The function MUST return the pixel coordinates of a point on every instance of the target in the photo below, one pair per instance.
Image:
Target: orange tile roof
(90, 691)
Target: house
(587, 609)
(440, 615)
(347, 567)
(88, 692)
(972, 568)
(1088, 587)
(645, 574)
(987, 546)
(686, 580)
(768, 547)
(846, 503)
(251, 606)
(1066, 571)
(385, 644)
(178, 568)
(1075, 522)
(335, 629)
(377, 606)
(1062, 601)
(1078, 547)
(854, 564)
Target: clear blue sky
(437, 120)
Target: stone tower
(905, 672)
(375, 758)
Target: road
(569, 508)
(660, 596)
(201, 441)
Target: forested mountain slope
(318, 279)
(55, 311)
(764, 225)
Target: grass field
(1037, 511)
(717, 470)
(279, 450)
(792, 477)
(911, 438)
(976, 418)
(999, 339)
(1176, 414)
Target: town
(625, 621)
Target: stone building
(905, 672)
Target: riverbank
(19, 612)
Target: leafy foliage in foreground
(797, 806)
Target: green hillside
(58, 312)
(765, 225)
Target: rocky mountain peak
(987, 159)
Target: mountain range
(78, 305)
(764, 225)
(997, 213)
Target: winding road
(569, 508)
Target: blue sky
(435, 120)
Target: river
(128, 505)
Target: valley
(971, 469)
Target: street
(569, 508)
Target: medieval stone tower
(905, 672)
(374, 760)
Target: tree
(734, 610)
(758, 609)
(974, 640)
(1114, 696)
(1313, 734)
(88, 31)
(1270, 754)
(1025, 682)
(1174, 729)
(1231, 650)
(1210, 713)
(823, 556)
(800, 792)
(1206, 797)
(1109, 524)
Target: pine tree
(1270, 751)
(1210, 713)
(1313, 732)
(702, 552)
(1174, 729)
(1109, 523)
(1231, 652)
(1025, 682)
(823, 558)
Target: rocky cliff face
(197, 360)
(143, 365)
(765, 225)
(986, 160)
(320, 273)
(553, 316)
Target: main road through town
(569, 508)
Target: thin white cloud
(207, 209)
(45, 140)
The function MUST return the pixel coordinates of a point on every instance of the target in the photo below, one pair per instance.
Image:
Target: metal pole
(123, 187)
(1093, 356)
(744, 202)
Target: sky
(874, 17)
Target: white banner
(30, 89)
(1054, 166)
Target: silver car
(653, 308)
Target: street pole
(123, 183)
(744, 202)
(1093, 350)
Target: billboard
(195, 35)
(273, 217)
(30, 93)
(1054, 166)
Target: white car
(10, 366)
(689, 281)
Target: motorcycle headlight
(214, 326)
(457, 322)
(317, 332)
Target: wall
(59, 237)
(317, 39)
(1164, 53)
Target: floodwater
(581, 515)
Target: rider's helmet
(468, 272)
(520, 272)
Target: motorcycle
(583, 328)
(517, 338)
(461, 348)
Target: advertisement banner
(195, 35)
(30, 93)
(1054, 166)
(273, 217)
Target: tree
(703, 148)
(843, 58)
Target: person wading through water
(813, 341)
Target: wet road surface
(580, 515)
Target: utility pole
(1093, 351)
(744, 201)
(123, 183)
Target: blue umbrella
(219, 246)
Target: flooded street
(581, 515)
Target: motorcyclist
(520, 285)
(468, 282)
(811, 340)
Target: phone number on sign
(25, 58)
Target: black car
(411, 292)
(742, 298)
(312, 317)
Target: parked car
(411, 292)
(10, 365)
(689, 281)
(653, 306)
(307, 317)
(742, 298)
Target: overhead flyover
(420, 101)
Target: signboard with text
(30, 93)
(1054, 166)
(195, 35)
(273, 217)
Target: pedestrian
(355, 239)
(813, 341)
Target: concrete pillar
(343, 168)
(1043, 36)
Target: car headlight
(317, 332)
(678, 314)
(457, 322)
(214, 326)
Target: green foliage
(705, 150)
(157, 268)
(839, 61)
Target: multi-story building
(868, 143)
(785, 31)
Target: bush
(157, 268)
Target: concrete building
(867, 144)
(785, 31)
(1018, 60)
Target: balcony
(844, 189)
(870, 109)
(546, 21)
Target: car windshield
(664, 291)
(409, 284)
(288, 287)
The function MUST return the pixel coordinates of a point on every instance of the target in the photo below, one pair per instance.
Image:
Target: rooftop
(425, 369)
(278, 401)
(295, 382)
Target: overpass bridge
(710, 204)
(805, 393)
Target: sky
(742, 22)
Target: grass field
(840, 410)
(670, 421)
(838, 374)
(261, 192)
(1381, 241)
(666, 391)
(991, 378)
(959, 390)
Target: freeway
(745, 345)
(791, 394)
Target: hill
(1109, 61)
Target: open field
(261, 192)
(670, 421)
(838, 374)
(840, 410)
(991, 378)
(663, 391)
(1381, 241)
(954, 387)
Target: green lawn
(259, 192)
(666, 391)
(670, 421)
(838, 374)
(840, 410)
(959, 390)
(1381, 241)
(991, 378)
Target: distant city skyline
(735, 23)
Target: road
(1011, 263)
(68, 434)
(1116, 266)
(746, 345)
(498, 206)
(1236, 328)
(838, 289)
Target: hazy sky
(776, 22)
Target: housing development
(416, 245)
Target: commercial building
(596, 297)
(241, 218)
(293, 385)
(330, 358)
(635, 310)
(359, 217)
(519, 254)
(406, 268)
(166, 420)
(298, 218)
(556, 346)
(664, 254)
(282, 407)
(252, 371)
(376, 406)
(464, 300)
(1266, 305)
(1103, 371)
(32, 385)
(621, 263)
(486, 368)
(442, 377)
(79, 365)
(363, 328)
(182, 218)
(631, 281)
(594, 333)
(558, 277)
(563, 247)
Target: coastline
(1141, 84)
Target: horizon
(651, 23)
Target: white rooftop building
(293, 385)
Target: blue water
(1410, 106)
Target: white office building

---------------

— Task instructions —
The reply is to be an exact repeat of the records above.

— Task answer —
The function MUST return the pixel coordinates of a point on every instance of the target in the photo below, one pair per instance.
Image:
Target: orange tile roof
(90, 691)
Target: house
(587, 609)
(440, 615)
(347, 567)
(88, 692)
(972, 568)
(1088, 587)
(645, 574)
(987, 546)
(686, 580)
(768, 547)
(846, 503)
(251, 606)
(1066, 571)
(385, 644)
(178, 568)
(1075, 522)
(335, 629)
(377, 606)
(1062, 601)
(1078, 547)
(854, 564)
Target: clear blue sky
(437, 120)
Target: stone tower
(905, 672)
(375, 758)
Target: road
(569, 508)
(660, 596)
(201, 441)
Target: forested mountain slope
(318, 279)
(55, 311)
(764, 225)
Target: grass field
(1037, 511)
(717, 470)
(279, 450)
(792, 477)
(911, 438)
(976, 418)
(999, 339)
(1176, 414)
Target: town
(625, 621)
Target: stone building
(905, 672)
Target: riverbank
(19, 612)
Target: leafy foliage in foreground
(797, 806)
Target: green hillside
(58, 312)
(765, 225)
Target: rocky mountain peak
(987, 159)
Target: mountain range
(78, 305)
(764, 225)
(997, 213)
Target: winding road
(569, 508)
Target: blue sky
(435, 120)
Target: river
(128, 505)
Target: valley
(971, 469)
Target: street
(569, 508)
Target: medieval stone tower
(905, 672)
(374, 760)
Target: tree
(734, 610)
(758, 609)
(974, 640)
(1114, 696)
(1313, 734)
(88, 31)
(1270, 754)
(1025, 682)
(1174, 729)
(1231, 650)
(1210, 713)
(823, 556)
(800, 792)
(1206, 797)
(1109, 524)
Target: pine tree
(1270, 751)
(1210, 713)
(1313, 732)
(702, 552)
(1174, 729)
(1109, 523)
(1231, 652)
(1025, 682)
(823, 558)
Target: rocky cliff face
(197, 360)
(143, 365)
(765, 225)
(986, 160)
(320, 273)
(553, 316)
Target: main road through town
(569, 508)
Target: thin white cloud
(207, 209)
(45, 140)
The function MUST return the pixel coordinates of a point on every instance of the target in the photo below, one pair per instance.
Image:
Target: metal pole
(123, 187)
(1093, 356)
(744, 202)
Target: sky
(874, 17)
Target: white banner
(30, 89)
(1054, 166)
Target: silver car
(653, 308)
Target: street pole
(123, 183)
(744, 202)
(1093, 350)
Target: billboard
(195, 35)
(273, 217)
(30, 93)
(1054, 166)
Target: white car
(10, 366)
(689, 281)
Target: motorcycle headlight
(214, 326)
(457, 322)
(317, 332)
Target: wall
(59, 237)
(317, 39)
(1164, 53)
Target: floodwater
(581, 515)
Target: rider's helmet
(468, 272)
(520, 272)
Target: motorcycle
(583, 328)
(517, 338)
(461, 348)
Target: advertisement banner
(195, 35)
(30, 93)
(1054, 166)
(273, 217)
Target: tree
(703, 148)
(843, 58)
Target: person wading through water
(813, 341)
Target: wet road surface
(580, 515)
Target: utility pole
(1093, 351)
(744, 201)
(123, 183)
Target: blue umbrella
(219, 246)
Target: flooded street
(581, 515)
Target: motorcyclist
(520, 285)
(468, 282)
(811, 340)
Target: phone number on sign
(25, 58)
Target: black car
(411, 292)
(742, 298)
(312, 317)
Target: parked car
(411, 292)
(10, 365)
(689, 281)
(653, 306)
(307, 317)
(742, 298)
Target: overhead flyover
(420, 101)
Target: signboard with text
(30, 93)
(1054, 166)
(195, 35)
(273, 217)
Target: pedestrian
(355, 239)
(813, 341)
Target: concrete pillar
(343, 168)
(1043, 36)
Target: car headlight
(317, 332)
(678, 314)
(457, 322)
(214, 326)
Target: green foliage
(705, 150)
(157, 268)
(839, 61)
Target: multi-story building
(868, 143)
(785, 31)
Target: bush
(157, 268)
Target: concrete building
(867, 144)
(785, 31)
(1018, 60)
Target: balcony
(844, 189)
(870, 109)
(546, 21)
Target: car windshield
(664, 291)
(409, 284)
(288, 287)
The function MUST return the pixel coordinates of a point on every instance of the target in the photo below, one pair per instance.
Image:
Target: rooftop
(425, 369)
(278, 401)
(295, 382)
Target: overpass bridge
(710, 204)
(805, 393)
Target: sky
(742, 22)
Target: grass field
(840, 410)
(670, 421)
(838, 374)
(261, 192)
(1381, 241)
(666, 391)
(991, 378)
(959, 390)
Target: freeway
(745, 345)
(791, 394)
Target: hill
(1109, 61)
Target: open field
(261, 192)
(670, 421)
(838, 374)
(840, 410)
(991, 378)
(663, 391)
(1381, 241)
(954, 387)
Target: green lawn
(259, 192)
(666, 391)
(670, 421)
(838, 374)
(840, 410)
(959, 390)
(1381, 241)
(991, 378)
Target: distant city skyline
(735, 23)
Target: road
(1011, 263)
(68, 434)
(1116, 266)
(746, 345)
(498, 206)
(1236, 328)
(838, 289)
Target: hazy sky
(776, 22)
Target: housing development
(416, 245)
Target: commercial building
(596, 297)
(241, 218)
(293, 385)
(330, 358)
(635, 310)
(359, 217)
(519, 254)
(406, 268)
(166, 420)
(298, 218)
(556, 346)
(664, 254)
(282, 407)
(252, 371)
(376, 406)
(464, 300)
(1266, 305)
(1103, 371)
(32, 385)
(621, 263)
(486, 368)
(442, 377)
(79, 365)
(363, 328)
(182, 218)
(631, 281)
(594, 333)
(558, 277)
(563, 247)
Target: coastline
(1141, 84)
Target: horizon
(651, 23)
Target: white rooftop building
(293, 385)
Target: blue water
(1410, 106)
Target: white office building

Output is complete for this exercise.